EXERCISE DIRECTIONS »
In the records below, locate the line containing "Where can the blonde"; output that line and every following line through the last, exactly.

TASK INPUT »

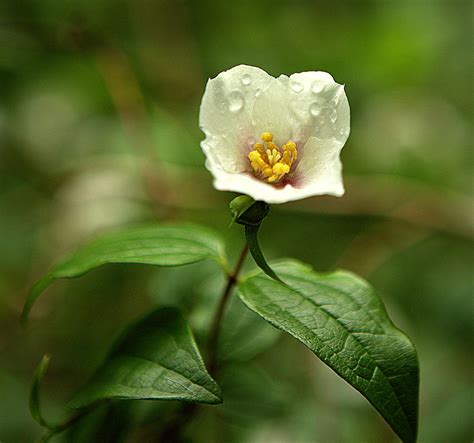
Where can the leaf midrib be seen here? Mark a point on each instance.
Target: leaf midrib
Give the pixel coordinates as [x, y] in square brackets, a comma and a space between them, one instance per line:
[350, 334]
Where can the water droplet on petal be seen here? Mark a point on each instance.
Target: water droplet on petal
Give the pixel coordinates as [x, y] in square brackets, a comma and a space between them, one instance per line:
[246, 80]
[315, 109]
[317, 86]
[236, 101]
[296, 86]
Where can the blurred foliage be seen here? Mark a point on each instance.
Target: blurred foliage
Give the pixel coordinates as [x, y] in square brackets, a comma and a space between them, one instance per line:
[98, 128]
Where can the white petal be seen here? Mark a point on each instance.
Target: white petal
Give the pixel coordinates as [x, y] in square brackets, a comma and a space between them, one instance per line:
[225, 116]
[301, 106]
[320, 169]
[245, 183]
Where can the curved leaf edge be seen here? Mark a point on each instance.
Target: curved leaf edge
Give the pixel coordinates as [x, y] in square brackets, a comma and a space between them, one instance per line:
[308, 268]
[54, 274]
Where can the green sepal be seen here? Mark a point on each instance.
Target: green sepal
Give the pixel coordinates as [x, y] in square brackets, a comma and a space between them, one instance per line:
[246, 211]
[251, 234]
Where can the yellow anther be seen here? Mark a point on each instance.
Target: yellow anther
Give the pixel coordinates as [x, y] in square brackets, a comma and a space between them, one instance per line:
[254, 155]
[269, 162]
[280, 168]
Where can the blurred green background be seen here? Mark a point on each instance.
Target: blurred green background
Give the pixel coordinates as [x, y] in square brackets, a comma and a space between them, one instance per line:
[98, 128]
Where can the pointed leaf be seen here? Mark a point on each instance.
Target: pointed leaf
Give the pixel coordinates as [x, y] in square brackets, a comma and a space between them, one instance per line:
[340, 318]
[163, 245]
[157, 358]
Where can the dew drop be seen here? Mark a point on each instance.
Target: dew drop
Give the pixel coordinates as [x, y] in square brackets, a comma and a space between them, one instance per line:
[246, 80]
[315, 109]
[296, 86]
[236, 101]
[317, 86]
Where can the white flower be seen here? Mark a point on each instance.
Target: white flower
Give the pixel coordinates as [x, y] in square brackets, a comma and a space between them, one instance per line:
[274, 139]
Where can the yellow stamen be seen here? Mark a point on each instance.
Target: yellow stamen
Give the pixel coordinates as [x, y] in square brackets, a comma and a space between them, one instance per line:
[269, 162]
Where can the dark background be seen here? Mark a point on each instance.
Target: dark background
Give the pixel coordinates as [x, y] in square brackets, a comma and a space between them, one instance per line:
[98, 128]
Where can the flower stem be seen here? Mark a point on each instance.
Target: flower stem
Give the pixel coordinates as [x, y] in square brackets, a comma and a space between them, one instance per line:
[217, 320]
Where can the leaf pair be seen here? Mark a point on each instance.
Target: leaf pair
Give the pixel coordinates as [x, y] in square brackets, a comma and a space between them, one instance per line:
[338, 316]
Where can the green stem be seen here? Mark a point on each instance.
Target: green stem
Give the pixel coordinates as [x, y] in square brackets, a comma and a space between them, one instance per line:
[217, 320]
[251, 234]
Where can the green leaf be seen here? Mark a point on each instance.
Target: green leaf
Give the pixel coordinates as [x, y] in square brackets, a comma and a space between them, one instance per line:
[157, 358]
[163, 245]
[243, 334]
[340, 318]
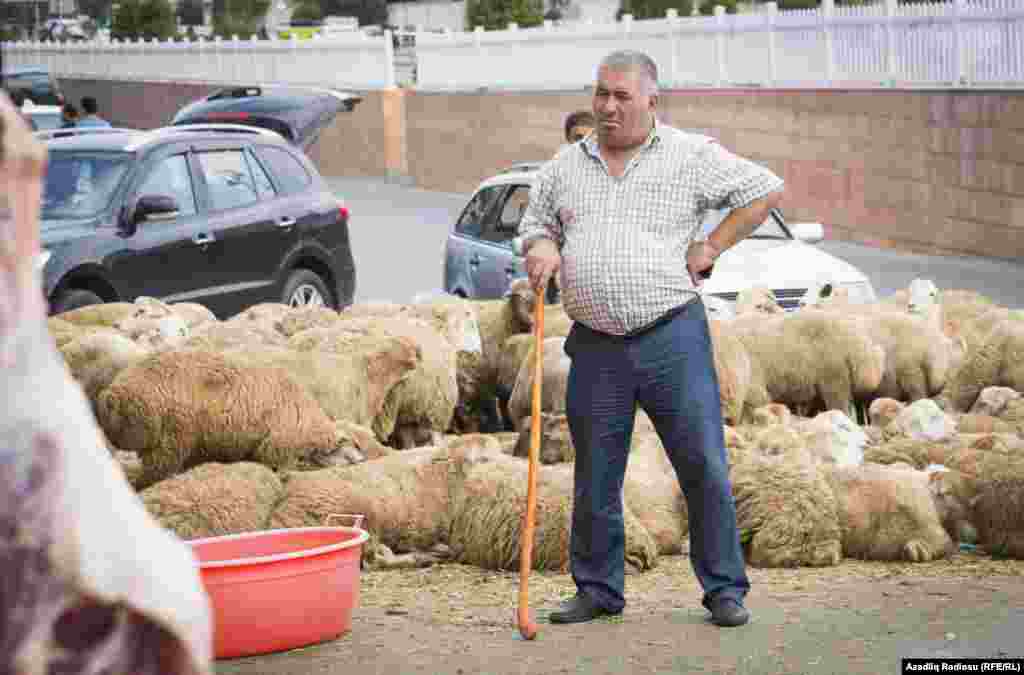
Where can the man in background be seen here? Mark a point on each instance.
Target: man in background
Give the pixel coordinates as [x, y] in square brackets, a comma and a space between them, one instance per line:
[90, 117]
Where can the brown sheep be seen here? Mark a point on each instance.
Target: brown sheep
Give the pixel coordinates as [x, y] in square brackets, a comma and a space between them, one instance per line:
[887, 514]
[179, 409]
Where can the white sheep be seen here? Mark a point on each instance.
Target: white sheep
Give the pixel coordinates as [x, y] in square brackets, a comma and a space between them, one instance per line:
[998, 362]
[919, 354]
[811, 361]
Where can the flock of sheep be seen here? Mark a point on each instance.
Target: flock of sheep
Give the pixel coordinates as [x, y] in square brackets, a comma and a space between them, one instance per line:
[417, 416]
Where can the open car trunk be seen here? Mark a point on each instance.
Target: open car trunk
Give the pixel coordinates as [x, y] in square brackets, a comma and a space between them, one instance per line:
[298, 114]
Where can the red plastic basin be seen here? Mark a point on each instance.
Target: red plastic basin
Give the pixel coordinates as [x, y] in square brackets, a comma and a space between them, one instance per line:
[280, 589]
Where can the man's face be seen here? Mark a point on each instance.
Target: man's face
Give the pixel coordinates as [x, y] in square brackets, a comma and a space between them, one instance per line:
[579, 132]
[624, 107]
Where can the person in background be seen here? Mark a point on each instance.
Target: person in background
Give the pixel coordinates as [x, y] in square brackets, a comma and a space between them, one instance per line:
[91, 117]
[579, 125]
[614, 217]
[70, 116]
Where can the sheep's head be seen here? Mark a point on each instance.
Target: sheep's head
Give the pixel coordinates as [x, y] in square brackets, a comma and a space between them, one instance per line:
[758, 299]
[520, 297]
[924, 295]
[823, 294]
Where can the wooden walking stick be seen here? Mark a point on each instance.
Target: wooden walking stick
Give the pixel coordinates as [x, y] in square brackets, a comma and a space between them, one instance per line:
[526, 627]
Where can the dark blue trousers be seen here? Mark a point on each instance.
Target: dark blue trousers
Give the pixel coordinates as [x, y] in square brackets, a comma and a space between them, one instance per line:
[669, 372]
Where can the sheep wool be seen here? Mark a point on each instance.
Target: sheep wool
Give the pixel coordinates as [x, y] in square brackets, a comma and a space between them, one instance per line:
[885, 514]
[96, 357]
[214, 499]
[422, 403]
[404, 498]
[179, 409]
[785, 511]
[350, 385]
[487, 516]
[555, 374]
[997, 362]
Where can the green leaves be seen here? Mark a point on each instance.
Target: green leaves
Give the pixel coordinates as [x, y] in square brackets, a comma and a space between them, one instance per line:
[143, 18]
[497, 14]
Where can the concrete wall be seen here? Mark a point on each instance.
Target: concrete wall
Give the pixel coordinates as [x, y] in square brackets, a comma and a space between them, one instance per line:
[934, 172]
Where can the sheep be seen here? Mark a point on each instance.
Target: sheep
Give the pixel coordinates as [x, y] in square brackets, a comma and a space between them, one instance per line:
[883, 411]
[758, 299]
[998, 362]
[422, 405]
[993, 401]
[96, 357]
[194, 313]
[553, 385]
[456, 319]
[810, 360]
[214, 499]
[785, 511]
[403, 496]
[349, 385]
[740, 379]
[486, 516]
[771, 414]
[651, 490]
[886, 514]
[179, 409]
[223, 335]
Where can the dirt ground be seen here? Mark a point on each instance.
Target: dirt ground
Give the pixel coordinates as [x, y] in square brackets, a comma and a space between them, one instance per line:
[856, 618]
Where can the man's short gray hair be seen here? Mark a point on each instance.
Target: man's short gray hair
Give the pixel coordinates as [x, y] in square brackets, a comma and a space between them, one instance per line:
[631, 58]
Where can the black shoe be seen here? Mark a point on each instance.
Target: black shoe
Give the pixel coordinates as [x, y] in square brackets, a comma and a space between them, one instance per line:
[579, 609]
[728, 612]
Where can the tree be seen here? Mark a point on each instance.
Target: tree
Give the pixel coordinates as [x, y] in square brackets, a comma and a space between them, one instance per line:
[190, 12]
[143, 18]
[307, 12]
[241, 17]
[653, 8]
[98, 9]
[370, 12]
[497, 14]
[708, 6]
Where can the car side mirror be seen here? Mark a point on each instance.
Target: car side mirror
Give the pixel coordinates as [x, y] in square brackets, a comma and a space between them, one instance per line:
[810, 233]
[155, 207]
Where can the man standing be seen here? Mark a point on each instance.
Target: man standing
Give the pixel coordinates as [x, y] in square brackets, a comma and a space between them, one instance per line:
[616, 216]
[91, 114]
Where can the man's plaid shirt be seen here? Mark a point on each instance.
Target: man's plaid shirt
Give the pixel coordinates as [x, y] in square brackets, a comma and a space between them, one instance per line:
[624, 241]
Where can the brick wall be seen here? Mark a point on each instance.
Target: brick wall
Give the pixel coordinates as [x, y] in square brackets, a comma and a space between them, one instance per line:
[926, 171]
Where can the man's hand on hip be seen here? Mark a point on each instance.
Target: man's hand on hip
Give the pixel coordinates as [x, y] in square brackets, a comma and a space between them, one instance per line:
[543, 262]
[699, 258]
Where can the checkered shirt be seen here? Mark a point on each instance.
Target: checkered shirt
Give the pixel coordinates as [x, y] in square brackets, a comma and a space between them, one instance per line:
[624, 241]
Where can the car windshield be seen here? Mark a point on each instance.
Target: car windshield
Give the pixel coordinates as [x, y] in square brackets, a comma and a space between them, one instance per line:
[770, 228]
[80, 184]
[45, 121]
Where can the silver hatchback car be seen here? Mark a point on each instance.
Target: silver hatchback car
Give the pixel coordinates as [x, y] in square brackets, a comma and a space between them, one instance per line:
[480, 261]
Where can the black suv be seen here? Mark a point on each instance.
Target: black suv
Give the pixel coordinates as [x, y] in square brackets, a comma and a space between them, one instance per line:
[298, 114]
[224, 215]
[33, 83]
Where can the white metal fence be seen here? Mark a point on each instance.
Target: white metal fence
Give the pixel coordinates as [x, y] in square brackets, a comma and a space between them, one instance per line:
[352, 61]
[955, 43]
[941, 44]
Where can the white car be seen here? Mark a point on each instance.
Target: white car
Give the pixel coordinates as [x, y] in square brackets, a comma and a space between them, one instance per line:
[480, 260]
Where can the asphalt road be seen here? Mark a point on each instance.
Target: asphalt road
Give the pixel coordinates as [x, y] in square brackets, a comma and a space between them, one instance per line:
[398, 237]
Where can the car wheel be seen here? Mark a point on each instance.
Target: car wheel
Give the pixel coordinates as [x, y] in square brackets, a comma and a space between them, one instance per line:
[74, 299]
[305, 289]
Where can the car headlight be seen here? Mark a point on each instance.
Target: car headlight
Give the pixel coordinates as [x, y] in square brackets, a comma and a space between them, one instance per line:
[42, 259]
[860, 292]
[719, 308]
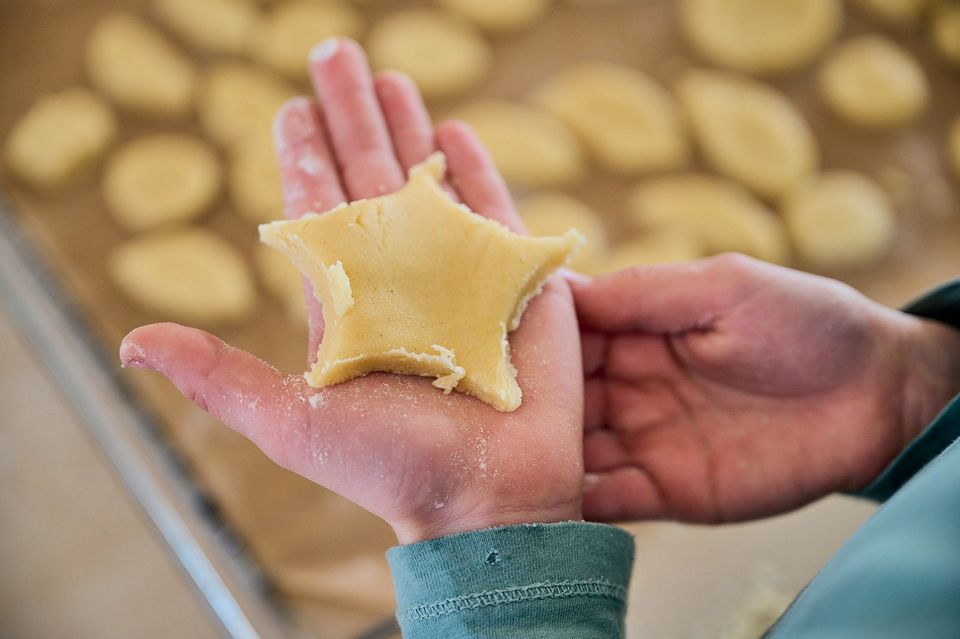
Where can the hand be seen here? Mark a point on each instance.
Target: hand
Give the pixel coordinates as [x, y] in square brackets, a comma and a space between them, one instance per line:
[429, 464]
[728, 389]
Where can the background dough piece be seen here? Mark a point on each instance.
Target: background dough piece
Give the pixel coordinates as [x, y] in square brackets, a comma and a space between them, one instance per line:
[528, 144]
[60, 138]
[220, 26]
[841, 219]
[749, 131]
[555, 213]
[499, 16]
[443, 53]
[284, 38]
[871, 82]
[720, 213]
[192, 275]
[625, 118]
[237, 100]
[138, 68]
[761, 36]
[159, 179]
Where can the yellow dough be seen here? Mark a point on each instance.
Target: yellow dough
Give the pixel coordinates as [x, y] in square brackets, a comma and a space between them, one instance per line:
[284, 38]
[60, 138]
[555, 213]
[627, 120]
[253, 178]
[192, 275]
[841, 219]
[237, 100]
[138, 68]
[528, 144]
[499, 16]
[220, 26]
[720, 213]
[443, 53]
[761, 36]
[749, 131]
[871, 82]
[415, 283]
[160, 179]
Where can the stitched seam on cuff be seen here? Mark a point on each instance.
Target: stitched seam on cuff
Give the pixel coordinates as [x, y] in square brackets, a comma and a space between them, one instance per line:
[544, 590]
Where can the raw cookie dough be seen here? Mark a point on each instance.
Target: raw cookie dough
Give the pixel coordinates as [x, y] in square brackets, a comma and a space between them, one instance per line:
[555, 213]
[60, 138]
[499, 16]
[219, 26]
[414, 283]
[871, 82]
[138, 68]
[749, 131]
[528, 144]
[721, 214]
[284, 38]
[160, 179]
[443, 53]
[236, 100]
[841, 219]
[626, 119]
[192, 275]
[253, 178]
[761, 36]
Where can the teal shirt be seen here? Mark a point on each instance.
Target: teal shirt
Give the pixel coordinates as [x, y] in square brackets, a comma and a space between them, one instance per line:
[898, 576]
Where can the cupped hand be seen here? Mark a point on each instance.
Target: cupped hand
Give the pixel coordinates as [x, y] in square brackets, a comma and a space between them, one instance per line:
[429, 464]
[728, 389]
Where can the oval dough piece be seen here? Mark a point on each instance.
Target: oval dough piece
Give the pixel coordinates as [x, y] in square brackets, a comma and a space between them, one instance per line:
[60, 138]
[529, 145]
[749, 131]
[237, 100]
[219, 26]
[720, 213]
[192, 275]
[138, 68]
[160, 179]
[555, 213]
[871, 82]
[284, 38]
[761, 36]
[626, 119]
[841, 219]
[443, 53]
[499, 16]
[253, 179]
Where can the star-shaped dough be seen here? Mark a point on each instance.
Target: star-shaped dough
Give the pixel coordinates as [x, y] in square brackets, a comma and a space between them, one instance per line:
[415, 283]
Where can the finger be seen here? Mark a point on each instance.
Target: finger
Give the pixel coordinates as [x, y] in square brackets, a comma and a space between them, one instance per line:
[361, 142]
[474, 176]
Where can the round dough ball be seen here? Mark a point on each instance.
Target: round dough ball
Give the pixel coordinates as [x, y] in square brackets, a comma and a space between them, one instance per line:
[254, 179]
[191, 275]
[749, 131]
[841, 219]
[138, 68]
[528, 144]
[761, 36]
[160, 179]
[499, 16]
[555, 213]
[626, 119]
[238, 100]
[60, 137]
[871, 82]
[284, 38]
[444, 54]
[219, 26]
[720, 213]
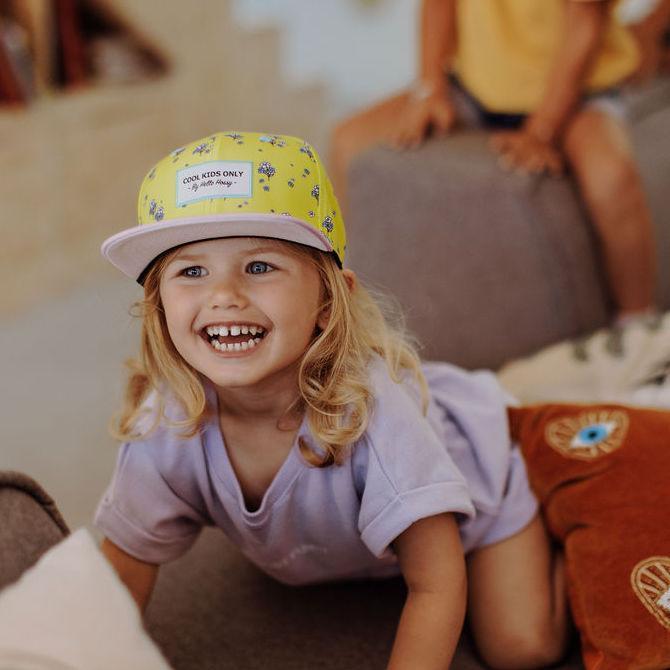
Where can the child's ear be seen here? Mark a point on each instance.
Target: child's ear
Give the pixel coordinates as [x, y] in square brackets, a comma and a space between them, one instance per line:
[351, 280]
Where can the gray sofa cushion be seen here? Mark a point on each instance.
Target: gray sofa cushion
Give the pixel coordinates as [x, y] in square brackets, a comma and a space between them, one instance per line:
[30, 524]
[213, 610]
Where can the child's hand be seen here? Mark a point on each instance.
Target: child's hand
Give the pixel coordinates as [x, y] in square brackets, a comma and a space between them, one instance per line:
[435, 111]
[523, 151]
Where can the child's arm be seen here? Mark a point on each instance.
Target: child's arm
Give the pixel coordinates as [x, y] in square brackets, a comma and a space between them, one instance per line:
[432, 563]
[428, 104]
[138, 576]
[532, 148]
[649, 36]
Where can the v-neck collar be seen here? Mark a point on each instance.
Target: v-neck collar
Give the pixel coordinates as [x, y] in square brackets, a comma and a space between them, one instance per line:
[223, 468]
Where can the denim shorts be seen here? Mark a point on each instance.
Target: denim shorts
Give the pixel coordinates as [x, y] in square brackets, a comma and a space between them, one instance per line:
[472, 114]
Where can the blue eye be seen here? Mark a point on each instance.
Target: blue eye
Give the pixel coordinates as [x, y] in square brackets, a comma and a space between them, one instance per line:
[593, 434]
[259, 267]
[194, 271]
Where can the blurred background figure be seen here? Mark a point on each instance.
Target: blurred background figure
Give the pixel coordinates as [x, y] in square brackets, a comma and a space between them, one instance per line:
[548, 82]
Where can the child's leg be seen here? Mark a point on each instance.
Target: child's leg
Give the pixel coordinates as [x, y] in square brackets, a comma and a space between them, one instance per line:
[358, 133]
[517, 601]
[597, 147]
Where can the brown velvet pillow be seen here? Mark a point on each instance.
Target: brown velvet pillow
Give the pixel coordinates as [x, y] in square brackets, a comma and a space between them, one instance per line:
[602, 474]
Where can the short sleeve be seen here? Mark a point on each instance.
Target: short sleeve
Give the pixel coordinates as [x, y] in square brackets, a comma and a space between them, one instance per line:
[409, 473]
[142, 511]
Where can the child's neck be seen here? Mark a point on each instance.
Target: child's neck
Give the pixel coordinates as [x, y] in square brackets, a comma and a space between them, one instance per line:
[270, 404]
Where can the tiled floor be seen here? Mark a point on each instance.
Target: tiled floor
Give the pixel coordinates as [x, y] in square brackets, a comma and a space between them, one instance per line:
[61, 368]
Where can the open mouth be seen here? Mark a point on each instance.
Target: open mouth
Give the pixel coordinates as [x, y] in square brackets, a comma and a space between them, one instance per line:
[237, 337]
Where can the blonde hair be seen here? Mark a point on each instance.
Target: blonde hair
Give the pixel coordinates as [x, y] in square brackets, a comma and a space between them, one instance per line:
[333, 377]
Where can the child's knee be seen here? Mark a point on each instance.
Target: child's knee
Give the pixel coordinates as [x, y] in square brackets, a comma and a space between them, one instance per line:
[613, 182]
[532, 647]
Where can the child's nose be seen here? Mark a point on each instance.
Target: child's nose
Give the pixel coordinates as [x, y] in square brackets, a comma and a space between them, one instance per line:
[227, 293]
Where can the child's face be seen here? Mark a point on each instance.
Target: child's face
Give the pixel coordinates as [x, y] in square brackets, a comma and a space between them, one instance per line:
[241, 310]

RESPONSE BELOW »
Where can the blonde hair be seen here? Mark a point on each instance.
Target: blonde hair
Give the pixel coordinates as [x, y] in square brackets, a comma and a space between them, one instance per line:
[333, 377]
Where can the child's knee be seen here? Mark a point on each instance.
Target: child's knee
Give the pixel coordinates as [x, y] in square brackets, a comma and a space between them, one instance per line:
[613, 182]
[532, 647]
Where can the child's nose be seen here? Mark a point on each instance.
Target: child's nose
Give the pixel coordinates as [x, y] in square brackets, a comma and a space between them, one instance per line:
[227, 293]
Where can the child's face be seen here? Mark a point on each instance.
Target: child's face
Give the pixel coordinates as [x, y] in square brackets, a comma and a space between them, one instance per line:
[241, 310]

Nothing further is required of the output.